People are also concerned about what happens when that oil is transported out of Burrard Inlet. They have seen what happens when there is a spill in our local harbour in Burrard Inlet. They saw that after the pipeline accident where a lot of that oil that spewed from the pipeline when it was broken ended up in the harbour, in Burrard Inlet. They saw the damage that caused. They have seen smaller oil spills resulting from ordinary tanker traffic in and out of the harbour, which has caused problems for wildlife and problems for recreational use around the harbour area. They have seen the kinds of issues that arise and the kinds of problems that we have with managing the industry that we have now.

People are not taking a ridiculous position on this. They realize that they still use those products. They realize that jobs are part of all of this, so they know it is not necessarily an easy solution on the south coast where we demand these products, where we need these jobs, but they believe that there are alternatives to further expanding the tar sands, to further expanding and enabling the use of fossil fuels. They want a government that hears them on that. They do not have that now. They do not have a government that listens to them when it comes to their concerns, the overwhelming concerns of British Columbians, about tanker traffic on the north coast and their concerns about how that existing traffic is managed on the south coast.

## Short exercise
Copy out the passage above on oil spills and tanker traffic in Burrard Inlet in full, word for word.

Lines from a data collection:
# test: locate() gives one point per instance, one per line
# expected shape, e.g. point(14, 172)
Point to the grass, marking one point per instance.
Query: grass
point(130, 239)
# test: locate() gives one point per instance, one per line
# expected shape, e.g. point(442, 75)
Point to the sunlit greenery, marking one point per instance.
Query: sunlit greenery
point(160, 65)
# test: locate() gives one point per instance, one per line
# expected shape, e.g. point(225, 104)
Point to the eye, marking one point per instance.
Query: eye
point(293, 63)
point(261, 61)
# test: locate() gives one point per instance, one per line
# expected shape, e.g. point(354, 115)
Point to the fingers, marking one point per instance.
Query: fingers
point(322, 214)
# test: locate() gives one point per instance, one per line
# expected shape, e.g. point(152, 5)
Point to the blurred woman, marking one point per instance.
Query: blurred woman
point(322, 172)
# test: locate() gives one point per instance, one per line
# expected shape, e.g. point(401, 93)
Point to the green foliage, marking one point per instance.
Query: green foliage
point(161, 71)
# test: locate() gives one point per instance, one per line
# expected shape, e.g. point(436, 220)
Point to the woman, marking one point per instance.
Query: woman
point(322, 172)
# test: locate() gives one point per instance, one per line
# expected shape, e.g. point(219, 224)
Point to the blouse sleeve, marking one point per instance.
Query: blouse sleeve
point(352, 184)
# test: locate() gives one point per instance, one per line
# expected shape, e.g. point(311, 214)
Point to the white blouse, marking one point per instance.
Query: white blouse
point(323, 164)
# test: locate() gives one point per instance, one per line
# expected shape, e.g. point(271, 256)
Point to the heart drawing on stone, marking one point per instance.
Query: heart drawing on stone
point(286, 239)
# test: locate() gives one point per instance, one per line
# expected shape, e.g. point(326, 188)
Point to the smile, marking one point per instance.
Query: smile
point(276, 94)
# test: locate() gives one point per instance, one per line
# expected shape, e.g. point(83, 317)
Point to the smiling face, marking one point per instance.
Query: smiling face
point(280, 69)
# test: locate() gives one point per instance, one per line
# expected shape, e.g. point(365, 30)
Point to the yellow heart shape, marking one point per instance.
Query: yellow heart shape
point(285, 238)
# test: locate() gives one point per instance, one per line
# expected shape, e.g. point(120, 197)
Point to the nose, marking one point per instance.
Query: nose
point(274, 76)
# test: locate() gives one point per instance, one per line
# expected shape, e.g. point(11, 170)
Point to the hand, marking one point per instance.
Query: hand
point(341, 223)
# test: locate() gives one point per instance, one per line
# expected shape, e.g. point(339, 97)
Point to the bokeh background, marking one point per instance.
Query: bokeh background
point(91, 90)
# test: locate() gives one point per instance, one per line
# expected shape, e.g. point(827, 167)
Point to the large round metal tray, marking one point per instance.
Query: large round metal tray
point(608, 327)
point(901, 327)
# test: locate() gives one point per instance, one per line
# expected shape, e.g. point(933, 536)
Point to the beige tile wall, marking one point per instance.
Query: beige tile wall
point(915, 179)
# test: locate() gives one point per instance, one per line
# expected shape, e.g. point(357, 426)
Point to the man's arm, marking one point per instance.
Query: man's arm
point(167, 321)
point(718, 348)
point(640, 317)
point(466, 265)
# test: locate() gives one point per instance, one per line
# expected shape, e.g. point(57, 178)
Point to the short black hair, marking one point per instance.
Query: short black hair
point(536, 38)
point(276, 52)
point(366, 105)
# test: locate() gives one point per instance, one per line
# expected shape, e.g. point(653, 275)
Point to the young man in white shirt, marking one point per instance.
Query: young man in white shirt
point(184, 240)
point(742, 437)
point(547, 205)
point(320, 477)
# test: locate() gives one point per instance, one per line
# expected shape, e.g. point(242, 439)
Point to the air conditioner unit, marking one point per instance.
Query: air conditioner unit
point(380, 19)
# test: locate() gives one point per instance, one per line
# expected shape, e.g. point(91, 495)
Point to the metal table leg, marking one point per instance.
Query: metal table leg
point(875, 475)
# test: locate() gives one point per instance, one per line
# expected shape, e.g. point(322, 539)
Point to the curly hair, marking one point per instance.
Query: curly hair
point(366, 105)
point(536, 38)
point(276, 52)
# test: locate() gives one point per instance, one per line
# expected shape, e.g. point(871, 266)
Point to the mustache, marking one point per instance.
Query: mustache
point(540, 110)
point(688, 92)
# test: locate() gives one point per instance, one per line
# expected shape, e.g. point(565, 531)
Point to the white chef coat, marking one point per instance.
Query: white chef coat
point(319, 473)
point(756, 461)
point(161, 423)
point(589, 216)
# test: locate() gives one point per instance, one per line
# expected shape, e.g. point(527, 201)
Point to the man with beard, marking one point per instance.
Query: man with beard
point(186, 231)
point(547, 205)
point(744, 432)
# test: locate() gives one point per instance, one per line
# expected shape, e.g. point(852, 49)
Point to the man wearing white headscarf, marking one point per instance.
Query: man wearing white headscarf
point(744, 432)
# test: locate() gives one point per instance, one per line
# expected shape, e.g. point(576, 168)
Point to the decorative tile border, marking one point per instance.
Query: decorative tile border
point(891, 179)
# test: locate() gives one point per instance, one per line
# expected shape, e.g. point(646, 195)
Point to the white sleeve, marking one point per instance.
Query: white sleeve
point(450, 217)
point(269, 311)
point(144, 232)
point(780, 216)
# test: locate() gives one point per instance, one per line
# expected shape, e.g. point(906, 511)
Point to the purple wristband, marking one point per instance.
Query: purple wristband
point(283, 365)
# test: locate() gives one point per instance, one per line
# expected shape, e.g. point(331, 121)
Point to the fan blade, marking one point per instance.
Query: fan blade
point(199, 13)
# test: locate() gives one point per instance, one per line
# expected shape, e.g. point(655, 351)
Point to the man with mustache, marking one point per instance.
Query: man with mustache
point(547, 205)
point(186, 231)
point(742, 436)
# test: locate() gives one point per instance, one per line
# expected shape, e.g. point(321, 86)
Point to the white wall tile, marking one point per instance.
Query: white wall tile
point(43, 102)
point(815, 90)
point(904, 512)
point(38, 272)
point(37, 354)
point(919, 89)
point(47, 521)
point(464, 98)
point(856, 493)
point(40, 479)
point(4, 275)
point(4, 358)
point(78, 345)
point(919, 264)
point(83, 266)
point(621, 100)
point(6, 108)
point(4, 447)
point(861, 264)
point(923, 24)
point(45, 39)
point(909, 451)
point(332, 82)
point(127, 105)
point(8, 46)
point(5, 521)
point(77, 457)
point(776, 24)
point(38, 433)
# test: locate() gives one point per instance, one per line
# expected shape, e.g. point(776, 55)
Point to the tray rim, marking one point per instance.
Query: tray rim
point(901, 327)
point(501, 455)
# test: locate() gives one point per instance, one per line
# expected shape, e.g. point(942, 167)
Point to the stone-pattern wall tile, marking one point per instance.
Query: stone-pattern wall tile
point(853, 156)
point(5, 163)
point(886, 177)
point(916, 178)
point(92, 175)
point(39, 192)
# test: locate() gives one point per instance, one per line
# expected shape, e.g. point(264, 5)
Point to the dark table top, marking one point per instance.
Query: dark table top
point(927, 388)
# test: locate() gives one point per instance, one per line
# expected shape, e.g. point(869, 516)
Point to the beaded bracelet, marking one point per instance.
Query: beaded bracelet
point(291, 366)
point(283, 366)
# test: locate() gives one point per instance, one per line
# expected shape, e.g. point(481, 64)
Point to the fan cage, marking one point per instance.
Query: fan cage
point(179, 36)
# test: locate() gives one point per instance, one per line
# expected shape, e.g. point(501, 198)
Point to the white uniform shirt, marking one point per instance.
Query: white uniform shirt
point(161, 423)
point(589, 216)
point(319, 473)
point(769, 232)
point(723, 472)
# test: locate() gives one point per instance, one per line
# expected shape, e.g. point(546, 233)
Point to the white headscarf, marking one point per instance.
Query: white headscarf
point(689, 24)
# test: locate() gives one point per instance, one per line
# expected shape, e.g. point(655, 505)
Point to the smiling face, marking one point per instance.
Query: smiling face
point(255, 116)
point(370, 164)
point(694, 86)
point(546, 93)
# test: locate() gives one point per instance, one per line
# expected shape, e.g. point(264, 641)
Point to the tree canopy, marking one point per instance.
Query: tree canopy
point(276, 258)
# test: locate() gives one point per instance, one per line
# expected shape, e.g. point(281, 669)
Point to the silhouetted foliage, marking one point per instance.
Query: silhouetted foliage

## Solved exercise
People are also concerned about what happens when that oil is transported out of Burrard Inlet. They have seen what happens when there is a spill in our local harbour in Burrard Inlet. They saw that after the pipeline accident where a lot of that oil that spewed from the pipeline when it was broken ended up in the harbour, in Burrard Inlet. They saw the damage that caused. They have seen smaller oil spills resulting from ordinary tanker traffic in and out of the harbour, which has caused problems for wildlife and problems for recreational use around the harbour area. They have seen the kinds of issues that arise and the kinds of problems that we have with managing the industry that we have now.

People are not taking a ridiculous position on this. They realize that they still use those products. They realize that jobs are part of all of this, so they know it is not necessarily an easy solution on the south coast where we demand these products, where we need these jobs, but they believe that there are alternatives to further expanding the tar sands, to further expanding and enabling the use of fossil fuels. They want a government that hears them on that. They do not have that now. They do not have a government that listens to them when it comes to their concerns, the overwhelming concerns of British Columbians, about tanker traffic on the north coast and their concerns about how that existing traffic is managed on the south coast.